§ **HOW TO COMPLETE THIS TASK**
The printed result should hold only the lines from the opening of the data through the line bearing "point: brown plowed", exactly as given and without pictures.

§ **Dataset entries**
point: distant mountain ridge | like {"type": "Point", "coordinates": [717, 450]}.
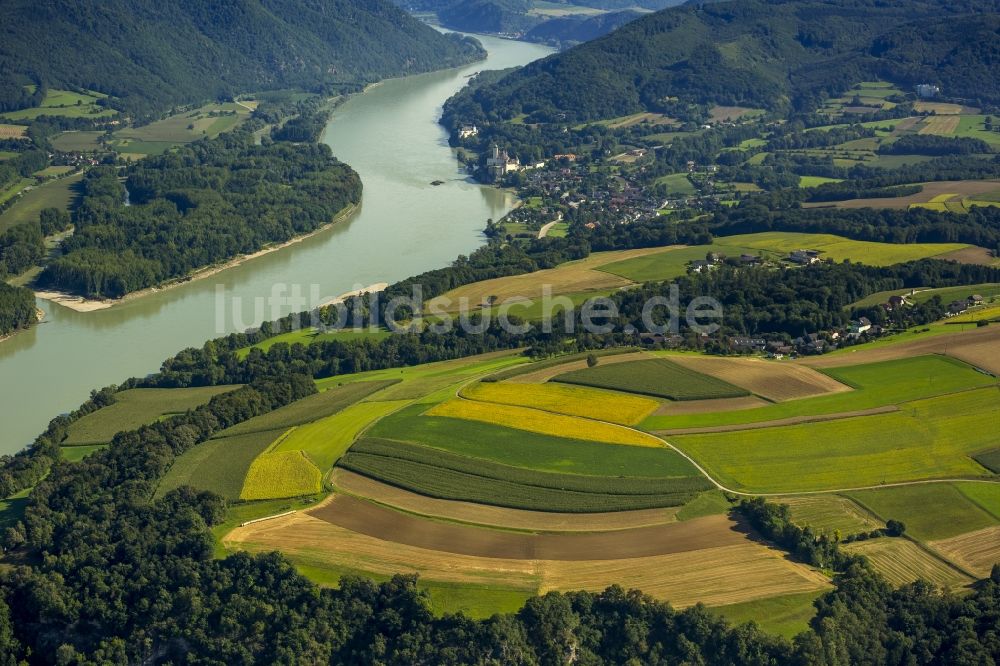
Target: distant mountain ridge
{"type": "Point", "coordinates": [760, 53]}
{"type": "Point", "coordinates": [151, 54]}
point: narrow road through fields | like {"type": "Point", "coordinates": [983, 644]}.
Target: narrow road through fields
{"type": "Point", "coordinates": [719, 485]}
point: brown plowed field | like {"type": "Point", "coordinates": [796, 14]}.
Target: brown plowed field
{"type": "Point", "coordinates": [543, 375]}
{"type": "Point", "coordinates": [715, 576]}
{"type": "Point", "coordinates": [901, 561]}
{"type": "Point", "coordinates": [978, 347]}
{"type": "Point", "coordinates": [976, 551]}
{"type": "Point", "coordinates": [681, 407]}
{"type": "Point", "coordinates": [773, 380]}
{"type": "Point", "coordinates": [384, 523]}
{"type": "Point", "coordinates": [494, 516]}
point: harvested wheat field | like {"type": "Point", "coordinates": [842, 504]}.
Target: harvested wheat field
{"type": "Point", "coordinates": [715, 576]}
{"type": "Point", "coordinates": [682, 407]}
{"type": "Point", "coordinates": [493, 516]}
{"type": "Point", "coordinates": [384, 523]}
{"type": "Point", "coordinates": [944, 125]}
{"type": "Point", "coordinates": [545, 374]}
{"type": "Point", "coordinates": [971, 255]}
{"type": "Point", "coordinates": [977, 347]}
{"type": "Point", "coordinates": [771, 380]}
{"type": "Point", "coordinates": [573, 277]}
{"type": "Point", "coordinates": [975, 551]}
{"type": "Point", "coordinates": [901, 561]}
{"type": "Point", "coordinates": [931, 192]}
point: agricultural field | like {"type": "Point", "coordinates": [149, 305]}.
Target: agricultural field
{"type": "Point", "coordinates": [901, 561]}
{"type": "Point", "coordinates": [77, 141]}
{"type": "Point", "coordinates": [137, 407]}
{"type": "Point", "coordinates": [529, 450]}
{"type": "Point", "coordinates": [730, 571]}
{"type": "Point", "coordinates": [831, 513]}
{"type": "Point", "coordinates": [326, 440]}
{"type": "Point", "coordinates": [977, 552]}
{"type": "Point", "coordinates": [571, 400]}
{"type": "Point", "coordinates": [775, 246]}
{"type": "Point", "coordinates": [219, 465]}
{"type": "Point", "coordinates": [786, 615]}
{"type": "Point", "coordinates": [59, 193]}
{"type": "Point", "coordinates": [573, 277]}
{"type": "Point", "coordinates": [206, 122]}
{"type": "Point", "coordinates": [774, 381]}
{"type": "Point", "coordinates": [543, 423]}
{"type": "Point", "coordinates": [657, 377]}
{"type": "Point", "coordinates": [931, 511]}
{"type": "Point", "coordinates": [442, 475]}
{"type": "Point", "coordinates": [311, 408]}
{"type": "Point", "coordinates": [12, 131]}
{"type": "Point", "coordinates": [64, 103]}
{"type": "Point", "coordinates": [501, 517]}
{"type": "Point", "coordinates": [934, 195]}
{"type": "Point", "coordinates": [882, 377]}
{"type": "Point", "coordinates": [275, 475]}
{"type": "Point", "coordinates": [924, 439]}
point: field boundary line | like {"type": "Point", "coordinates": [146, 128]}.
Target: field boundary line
{"type": "Point", "coordinates": [260, 520]}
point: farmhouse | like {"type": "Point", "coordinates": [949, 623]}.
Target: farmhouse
{"type": "Point", "coordinates": [804, 257]}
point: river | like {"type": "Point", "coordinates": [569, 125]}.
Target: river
{"type": "Point", "coordinates": [404, 226]}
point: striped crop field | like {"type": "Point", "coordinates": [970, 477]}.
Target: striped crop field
{"type": "Point", "coordinates": [546, 423]}
{"type": "Point", "coordinates": [571, 400]}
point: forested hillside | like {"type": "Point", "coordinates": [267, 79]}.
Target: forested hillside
{"type": "Point", "coordinates": [758, 53]}
{"type": "Point", "coordinates": [203, 204]}
{"type": "Point", "coordinates": [151, 55]}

§ **RESULT**
point: distant mountain ridge | like {"type": "Point", "coordinates": [717, 450]}.
Target: distant mountain ridge
{"type": "Point", "coordinates": [760, 53]}
{"type": "Point", "coordinates": [151, 54]}
point: narrow road through fields | like {"type": "Point", "coordinates": [983, 644]}.
Target: narrow road through fields
{"type": "Point", "coordinates": [719, 485]}
point: brown plowed field | like {"type": "Point", "coordinates": [796, 14]}.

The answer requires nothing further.